- _GIVEN PASSAGE_
++++++++++

MARKETS TODAY August 29th, 2023 (Vica Partners)
Overnight/US Premarket, Asian markets finished higher, Hong Kong’s Hang Seng up 1.95%, China’s Shanghai Composite up 1.20% and Japan’s Nikkei 225 up 0.18%. S&P futures opened trading at 0.01% below fair value.
European markets finished higher, London’s FTSE 100 up 1.72%, Germany’s DAX up 0.88% and France’s CAC 40 up 0.67%.
Today US Markets finished higher, NASDAQ up 1.74%, S&P 500 up 1.45% and the DOW up 0.85%. All 11 S&P 500 sectors advancing: Communication Services +2.46% outperforms/ Utilities +0.28% lags. Trending Industries: Automobiles, Diversified Telecommunication Services, Semiconductor & Semiconductor Equipment, Metals & Mining, Interactive Media & Services, Passenger Airlines.
In US economic news, JOLTS Job Openings (July) and CB Consumer Confidence (Aug) were lower than expected. S&P/Case-Shiller Home Prices beat exceeded forecasts as a result of continued rise in MoM property prices.
Takeaways
- Jobs and Consumer Confidence miss
- S. Court supports Bitcoin ETF
- Fed may pause in Sept, start cutting rates in early ‘24
- NYSE Fang+ ^NYFANG +3.10%
- Growth Stocks pop!

++++++++++

Excerpts of pointing data
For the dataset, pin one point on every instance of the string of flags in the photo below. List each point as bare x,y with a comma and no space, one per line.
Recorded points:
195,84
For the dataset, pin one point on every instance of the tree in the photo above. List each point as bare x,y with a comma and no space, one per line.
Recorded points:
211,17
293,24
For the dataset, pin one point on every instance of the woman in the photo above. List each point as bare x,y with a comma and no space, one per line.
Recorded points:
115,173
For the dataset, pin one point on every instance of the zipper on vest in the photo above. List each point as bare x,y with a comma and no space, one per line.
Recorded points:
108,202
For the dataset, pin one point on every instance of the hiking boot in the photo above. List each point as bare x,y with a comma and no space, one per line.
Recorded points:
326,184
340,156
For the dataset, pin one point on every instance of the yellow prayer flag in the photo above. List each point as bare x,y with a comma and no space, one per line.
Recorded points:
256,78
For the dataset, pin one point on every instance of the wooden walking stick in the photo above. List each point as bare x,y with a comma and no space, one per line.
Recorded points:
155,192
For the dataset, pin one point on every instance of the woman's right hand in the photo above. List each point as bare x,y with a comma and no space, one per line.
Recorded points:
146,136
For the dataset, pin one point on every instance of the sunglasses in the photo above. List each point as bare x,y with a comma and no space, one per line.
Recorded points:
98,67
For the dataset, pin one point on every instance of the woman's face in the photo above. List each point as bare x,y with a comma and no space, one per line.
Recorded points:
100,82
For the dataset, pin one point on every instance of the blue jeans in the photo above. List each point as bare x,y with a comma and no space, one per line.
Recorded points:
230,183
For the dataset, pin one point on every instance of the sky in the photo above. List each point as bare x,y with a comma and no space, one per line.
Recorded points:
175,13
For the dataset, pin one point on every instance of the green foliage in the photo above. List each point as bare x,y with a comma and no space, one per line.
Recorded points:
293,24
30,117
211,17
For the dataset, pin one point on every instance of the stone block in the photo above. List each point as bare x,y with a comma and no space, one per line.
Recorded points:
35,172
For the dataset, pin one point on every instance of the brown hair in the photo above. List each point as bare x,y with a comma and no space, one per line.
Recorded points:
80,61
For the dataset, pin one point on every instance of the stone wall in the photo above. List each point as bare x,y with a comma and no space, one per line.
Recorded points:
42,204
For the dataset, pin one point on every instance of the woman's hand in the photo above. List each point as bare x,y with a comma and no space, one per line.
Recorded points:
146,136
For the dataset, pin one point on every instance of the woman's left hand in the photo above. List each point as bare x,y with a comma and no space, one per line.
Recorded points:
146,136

++++++++++

- _GIVEN REQUEST 1_
According to the market summary, which S&P 500 sector outperformed the others?
- _GIVEN REQUEST 2_
Repeat the market summary word for word, from "MARKETS TODAY August" to "below fair value.".

- _ANSWER 1_
Communication Services, up 2.46%.

- _ANSWER 2_
MARKETS TODAY August 29th, 2023 (Vica Partners)
Overnight/US Premarket, Asian markets finished higher, Hong Kong’s Hang Seng up 1.95%, China’s Shanghai Composite up 1.20% and Japan’s Nikkei 225 up 0.18%. S&P futures opened trading at 0.01% below fair value.